> _EXERCISE OBJECTIVE_
Show each line of the entries below that contains the string "fungus", copied in full.

> _ENTRIES SUPPLIED_
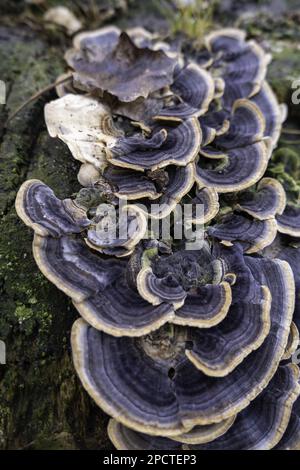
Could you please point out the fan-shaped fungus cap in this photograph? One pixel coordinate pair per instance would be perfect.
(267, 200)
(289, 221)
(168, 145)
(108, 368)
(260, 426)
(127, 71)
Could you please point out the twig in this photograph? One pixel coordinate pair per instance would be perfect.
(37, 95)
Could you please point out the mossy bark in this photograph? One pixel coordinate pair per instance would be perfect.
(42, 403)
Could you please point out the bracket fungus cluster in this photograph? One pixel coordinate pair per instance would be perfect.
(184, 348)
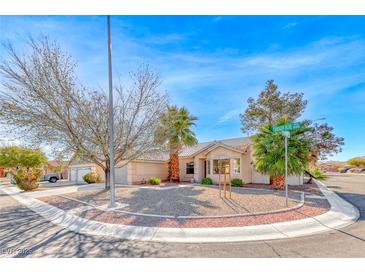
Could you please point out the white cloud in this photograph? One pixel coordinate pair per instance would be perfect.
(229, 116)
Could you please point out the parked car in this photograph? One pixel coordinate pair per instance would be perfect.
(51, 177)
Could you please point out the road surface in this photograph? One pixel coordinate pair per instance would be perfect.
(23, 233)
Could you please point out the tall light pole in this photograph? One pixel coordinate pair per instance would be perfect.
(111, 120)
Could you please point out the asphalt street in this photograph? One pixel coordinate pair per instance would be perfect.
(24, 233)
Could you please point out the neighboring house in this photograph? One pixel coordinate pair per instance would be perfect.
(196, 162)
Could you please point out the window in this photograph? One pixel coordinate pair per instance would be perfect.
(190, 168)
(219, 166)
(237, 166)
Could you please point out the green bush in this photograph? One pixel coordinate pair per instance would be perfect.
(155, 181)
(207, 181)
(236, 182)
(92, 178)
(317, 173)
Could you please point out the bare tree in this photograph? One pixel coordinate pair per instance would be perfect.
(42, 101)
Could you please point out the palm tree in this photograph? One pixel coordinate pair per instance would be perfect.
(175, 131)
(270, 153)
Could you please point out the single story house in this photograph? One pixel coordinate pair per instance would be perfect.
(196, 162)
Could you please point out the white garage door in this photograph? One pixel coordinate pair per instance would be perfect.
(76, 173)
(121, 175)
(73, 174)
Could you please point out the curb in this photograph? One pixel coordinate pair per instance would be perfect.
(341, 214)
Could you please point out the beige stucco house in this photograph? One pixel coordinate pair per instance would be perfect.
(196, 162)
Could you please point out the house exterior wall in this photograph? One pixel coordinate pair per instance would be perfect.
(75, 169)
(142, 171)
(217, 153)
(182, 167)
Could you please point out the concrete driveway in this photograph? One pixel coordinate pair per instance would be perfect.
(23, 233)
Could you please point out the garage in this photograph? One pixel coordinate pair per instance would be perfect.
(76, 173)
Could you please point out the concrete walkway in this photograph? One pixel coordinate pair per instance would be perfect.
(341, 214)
* * *
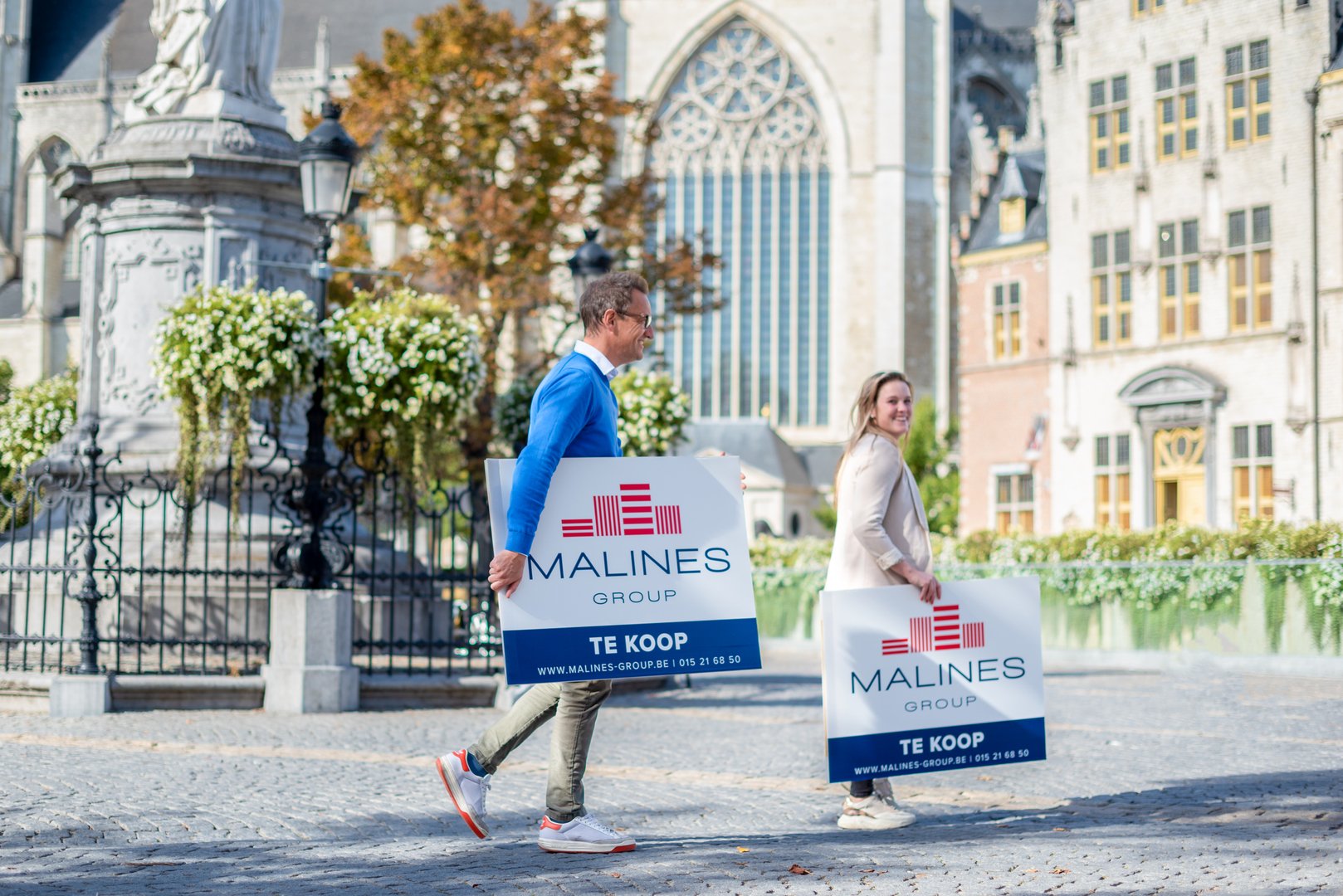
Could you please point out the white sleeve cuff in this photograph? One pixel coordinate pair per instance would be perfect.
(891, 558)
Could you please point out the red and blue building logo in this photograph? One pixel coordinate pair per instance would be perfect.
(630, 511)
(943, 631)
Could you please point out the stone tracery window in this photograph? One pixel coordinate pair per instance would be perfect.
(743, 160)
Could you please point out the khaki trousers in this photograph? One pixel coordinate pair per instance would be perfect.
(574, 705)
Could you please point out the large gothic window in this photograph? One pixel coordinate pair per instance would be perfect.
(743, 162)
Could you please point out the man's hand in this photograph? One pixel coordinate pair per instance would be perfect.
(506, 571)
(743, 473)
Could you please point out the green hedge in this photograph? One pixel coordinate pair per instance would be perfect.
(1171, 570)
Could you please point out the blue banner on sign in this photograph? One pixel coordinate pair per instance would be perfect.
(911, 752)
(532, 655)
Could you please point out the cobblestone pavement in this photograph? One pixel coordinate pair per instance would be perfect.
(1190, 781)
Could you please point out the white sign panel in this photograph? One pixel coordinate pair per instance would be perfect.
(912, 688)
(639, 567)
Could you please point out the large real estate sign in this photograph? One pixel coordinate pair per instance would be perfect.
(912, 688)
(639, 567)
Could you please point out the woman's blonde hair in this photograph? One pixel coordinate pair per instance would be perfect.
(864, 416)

> _WRITTEN ANSWER_
Could you please point out the fan-shaped fungus cap in this photograph? One pixel coordinate pair per instance would be perfect.
Could you please point out the bracket fungus cluster in this photograph? One pixel coordinate pair per instance would be perfect.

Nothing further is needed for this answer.